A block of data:
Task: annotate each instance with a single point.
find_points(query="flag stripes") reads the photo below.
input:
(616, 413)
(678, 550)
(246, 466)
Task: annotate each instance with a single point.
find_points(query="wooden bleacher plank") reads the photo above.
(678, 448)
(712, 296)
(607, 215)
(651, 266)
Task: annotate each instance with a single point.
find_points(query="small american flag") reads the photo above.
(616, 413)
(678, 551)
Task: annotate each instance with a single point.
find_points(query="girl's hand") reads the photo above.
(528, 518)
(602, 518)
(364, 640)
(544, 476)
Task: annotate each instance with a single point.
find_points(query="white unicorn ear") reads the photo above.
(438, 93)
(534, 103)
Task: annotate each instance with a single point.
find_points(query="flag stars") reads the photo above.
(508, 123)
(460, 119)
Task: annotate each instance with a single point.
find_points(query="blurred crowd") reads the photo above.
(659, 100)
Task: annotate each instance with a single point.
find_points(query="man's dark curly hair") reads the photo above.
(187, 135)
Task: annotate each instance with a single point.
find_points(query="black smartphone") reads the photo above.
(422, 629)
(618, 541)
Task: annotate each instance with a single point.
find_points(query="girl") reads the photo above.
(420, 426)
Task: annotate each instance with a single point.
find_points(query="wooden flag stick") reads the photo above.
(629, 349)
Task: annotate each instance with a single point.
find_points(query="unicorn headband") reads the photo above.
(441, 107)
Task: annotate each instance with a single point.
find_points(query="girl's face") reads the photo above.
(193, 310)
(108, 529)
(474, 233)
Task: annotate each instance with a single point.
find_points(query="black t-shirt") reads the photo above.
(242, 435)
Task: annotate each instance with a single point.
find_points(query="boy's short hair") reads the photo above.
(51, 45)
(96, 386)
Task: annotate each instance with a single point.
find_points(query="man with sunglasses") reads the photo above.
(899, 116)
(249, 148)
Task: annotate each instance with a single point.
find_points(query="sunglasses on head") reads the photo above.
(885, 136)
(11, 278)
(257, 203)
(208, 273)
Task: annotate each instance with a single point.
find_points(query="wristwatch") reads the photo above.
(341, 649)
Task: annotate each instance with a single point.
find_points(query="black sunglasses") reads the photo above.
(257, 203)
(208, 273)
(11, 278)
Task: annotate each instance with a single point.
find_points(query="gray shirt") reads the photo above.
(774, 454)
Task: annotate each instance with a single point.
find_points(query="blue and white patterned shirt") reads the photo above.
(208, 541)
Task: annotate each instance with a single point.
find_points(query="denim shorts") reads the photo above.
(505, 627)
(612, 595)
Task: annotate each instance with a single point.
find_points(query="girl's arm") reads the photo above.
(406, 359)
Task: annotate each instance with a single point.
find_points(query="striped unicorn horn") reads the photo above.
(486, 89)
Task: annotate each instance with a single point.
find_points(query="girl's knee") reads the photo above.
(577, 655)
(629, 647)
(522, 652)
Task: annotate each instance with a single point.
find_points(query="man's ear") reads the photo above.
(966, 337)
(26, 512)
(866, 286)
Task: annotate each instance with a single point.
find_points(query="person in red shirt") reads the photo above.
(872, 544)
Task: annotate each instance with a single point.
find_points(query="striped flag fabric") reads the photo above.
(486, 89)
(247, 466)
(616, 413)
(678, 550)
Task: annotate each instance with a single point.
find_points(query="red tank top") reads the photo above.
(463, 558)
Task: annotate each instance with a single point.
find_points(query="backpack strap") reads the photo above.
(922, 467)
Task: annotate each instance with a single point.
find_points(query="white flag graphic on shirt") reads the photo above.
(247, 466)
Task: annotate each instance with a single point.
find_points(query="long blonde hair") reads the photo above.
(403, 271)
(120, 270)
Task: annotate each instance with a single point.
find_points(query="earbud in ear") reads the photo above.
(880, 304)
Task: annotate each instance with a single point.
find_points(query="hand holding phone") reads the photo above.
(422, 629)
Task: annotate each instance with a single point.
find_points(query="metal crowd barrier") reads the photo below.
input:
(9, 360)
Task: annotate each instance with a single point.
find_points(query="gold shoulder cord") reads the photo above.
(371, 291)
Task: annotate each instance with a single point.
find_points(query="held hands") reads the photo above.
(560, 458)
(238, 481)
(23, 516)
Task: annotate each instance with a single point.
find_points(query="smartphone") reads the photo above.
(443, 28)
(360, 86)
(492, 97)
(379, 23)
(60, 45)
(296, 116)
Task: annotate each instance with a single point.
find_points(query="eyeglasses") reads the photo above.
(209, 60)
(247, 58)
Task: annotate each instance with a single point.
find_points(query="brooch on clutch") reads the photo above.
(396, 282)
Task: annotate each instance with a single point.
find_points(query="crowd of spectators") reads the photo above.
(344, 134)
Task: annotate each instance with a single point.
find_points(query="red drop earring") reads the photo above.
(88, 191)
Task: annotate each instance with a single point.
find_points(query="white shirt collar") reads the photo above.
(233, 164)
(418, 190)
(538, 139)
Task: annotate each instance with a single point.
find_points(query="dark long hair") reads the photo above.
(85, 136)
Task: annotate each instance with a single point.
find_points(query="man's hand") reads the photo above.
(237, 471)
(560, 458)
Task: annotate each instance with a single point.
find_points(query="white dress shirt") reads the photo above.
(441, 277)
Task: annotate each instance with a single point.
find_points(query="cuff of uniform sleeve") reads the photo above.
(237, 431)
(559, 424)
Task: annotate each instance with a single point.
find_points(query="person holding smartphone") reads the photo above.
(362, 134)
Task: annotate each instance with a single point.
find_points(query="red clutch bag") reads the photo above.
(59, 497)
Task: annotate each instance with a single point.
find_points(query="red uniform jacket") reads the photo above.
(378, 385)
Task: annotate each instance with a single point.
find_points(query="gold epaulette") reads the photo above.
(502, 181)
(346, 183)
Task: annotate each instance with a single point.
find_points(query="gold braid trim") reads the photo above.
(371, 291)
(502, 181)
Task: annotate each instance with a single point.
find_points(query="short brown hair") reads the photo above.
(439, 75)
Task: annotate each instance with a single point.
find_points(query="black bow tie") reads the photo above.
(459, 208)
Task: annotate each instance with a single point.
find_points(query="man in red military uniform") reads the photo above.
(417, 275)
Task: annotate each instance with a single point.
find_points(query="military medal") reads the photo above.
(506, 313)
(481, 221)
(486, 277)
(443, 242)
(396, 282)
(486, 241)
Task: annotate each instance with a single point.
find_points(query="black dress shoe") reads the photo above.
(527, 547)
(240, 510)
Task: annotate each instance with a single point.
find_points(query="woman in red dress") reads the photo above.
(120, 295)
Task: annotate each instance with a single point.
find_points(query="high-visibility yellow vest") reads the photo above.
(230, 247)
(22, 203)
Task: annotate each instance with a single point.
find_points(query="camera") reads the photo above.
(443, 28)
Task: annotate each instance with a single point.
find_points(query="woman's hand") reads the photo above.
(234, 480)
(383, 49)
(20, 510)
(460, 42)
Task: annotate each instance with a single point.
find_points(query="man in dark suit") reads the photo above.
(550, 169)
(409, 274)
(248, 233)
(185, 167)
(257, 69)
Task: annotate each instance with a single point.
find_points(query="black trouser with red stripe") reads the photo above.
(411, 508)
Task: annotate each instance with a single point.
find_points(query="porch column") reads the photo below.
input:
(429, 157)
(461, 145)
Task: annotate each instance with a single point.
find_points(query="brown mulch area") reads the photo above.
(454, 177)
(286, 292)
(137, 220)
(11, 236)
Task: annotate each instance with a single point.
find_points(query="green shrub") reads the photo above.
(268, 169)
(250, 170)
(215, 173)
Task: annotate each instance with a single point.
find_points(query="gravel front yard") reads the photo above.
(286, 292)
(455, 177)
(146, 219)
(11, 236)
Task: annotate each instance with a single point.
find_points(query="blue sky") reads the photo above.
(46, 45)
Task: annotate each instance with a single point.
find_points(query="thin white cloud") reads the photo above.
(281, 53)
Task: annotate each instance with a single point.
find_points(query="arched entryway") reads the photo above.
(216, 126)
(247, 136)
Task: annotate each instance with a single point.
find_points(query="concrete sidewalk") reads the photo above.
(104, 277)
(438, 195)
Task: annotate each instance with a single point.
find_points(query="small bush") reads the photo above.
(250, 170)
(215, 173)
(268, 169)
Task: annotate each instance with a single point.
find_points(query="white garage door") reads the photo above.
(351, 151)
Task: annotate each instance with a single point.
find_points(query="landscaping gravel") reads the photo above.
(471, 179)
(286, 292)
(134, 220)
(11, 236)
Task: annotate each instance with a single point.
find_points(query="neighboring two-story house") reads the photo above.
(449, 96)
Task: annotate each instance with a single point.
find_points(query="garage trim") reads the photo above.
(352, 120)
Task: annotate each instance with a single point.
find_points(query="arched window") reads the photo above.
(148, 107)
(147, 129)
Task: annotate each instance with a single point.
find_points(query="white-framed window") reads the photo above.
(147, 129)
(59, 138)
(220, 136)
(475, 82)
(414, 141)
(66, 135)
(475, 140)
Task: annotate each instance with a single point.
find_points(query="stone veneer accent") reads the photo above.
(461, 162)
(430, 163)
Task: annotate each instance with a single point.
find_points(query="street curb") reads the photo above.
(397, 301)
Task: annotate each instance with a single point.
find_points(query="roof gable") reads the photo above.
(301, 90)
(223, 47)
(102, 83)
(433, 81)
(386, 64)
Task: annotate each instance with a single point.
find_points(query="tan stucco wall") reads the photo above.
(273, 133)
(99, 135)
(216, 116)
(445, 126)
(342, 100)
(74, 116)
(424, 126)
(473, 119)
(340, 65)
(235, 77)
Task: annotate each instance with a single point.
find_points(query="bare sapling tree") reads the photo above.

### Task goal
Pull out every line in the block above that contains the word "garage". Only count matches where the capitalization is the same.

### Reply to the task
find_points(query="white garage door") reads the photo above.
find_points(query="garage trim") reads the photo above.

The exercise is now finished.